A possibilidade de pessoa com restrição de crédito contratar seguro à vista


Como sabemos, os sistemas de proteção ao crédito existem para dar segurança às relações de outorga ou concessão de crédito às pessoas. Se alguma pessoa não honra pagamentos dos créditos obtidos perante o mercado, seja através de instituições bancárias, ou mesmos outros agentes de fornecimento de produtos e serviços, a consequência é sua inclusão nos cadastros de restrição ao crédito.

Deve-se salientar que esta conduta é lícita e encontra, inclusive, previsão na lei consumerista, desde que atendidos os requisitos legais para a inclusão.

Desta forma, e admitindo-se a inclusão lícita do CPF do devedor nos órgãos de proteção ao crédito, os fornecedores de crédito, produtos e serviços não estão obrigados a contratar com estes devedores, podendo vetar os pactos ou mesmo condicionar sua contratação a outros fatores, como redução de parcelas e aumento da taxa de juros.
· · · · ·
TAREFAS A FAZER ▸
[a] Informe em quantas linhas dos registros aparece a palavra "white". Responda apenas com o número.
[b] Escreva a continuação do texto sobre restrição de crédito e contratação de seguro à vista, começando logo depois da última frase.
· · · · ·
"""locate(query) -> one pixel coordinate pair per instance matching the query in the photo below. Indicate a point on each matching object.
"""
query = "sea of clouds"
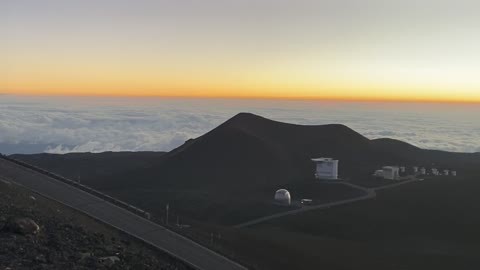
(30, 124)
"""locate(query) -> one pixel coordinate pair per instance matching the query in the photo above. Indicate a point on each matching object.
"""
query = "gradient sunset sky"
(338, 49)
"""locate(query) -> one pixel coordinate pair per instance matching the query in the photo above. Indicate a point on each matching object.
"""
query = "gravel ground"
(68, 239)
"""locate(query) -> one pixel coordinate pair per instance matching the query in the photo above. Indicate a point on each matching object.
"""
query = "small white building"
(282, 196)
(391, 172)
(326, 168)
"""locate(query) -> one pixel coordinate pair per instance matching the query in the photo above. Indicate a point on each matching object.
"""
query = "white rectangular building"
(326, 168)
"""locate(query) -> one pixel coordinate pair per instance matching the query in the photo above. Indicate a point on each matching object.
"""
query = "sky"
(64, 124)
(338, 49)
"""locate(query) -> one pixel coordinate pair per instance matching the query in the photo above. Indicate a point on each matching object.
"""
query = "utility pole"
(166, 219)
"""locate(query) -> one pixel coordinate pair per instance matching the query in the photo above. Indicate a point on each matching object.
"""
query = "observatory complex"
(326, 168)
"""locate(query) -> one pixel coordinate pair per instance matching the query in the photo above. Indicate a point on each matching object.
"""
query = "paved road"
(172, 243)
(369, 193)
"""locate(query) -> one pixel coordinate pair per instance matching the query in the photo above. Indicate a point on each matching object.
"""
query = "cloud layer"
(87, 124)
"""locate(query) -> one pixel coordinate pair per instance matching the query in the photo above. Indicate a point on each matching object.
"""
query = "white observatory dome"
(282, 196)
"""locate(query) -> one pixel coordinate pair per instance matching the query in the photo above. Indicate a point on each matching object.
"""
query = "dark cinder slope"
(95, 169)
(250, 150)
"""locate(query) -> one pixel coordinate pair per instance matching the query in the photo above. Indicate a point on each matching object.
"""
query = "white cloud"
(161, 124)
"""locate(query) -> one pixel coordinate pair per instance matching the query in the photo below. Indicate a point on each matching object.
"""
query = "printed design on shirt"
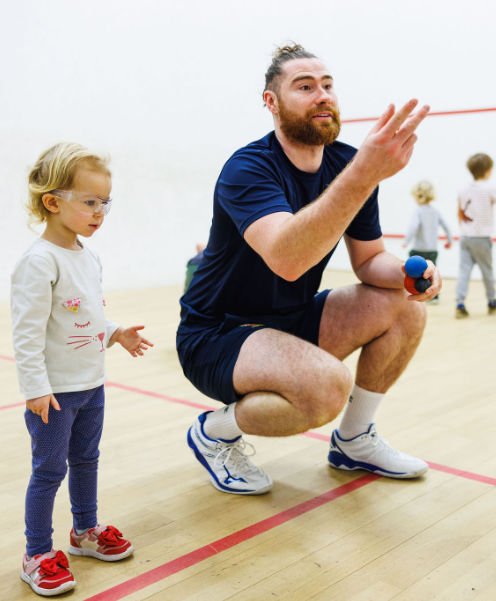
(72, 304)
(85, 340)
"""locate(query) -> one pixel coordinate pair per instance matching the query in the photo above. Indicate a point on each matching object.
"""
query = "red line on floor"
· · · · ·
RESPOSTAS DAS TAREFAS ▸
[a] 4

[b]
Entretanto, quando a venda não é feita a prazo e é realizada em espécie (ou meio em que o pagamento seja efetuado à vista), ainda que o nome do consumidor esteja inserido de maneira lícita no Cadastro Restritivo de Crédito, e uma vez que a efetivação do serviço é automática após o pagamento do preço integral cobrado do contratante, poderia a empresa recusar a efetivação do objeto do contrato alegando a restrição cadastral?

O Superior Tribunal de Justiça analisou Recurso Especial interposto em Ação Civil Pública movida pelo Ministério Público do Estado de São Paulo em face de seguradora para compelir esta a efetivar a contratação à vista de seguro em nome de consumidor com o nome incluído no sistema de proteção ao crédito.

Neste recurso, de relatoria do Ministro Vilas Boas Cueva[1], após entender pela legitimidade do Ministério Público para a propositura da demanda em questão, acabou por manter a decisão proferida em acórdão do Tribunal de Justiça do Estado de São Paulo.

Em seu voto, o Ministro ressaltou que “as seguradoras não podem justificar a aludida recusa com base apenas no passado financeiro do consumidor, sobretudo se o pagamento for à vista, sendo recomendável, para o ente segurador, a adoção de alternativas, como a elevação do valor do prêmio, diante do aumento do risco, dado que a pessoa com restrição de crédito é mais propensa a sinistros, ou, ainda, a exclusão de algumas garantias (cobertura parcial).”

Vale ressaltar que, em primeira instância, houve sentença desfavorável ao Ministério Público, sob o argumento de que a restrição seria lícita até mesmo porque reveste-se em característica essencial do contrato de seguro a avaliação do risco.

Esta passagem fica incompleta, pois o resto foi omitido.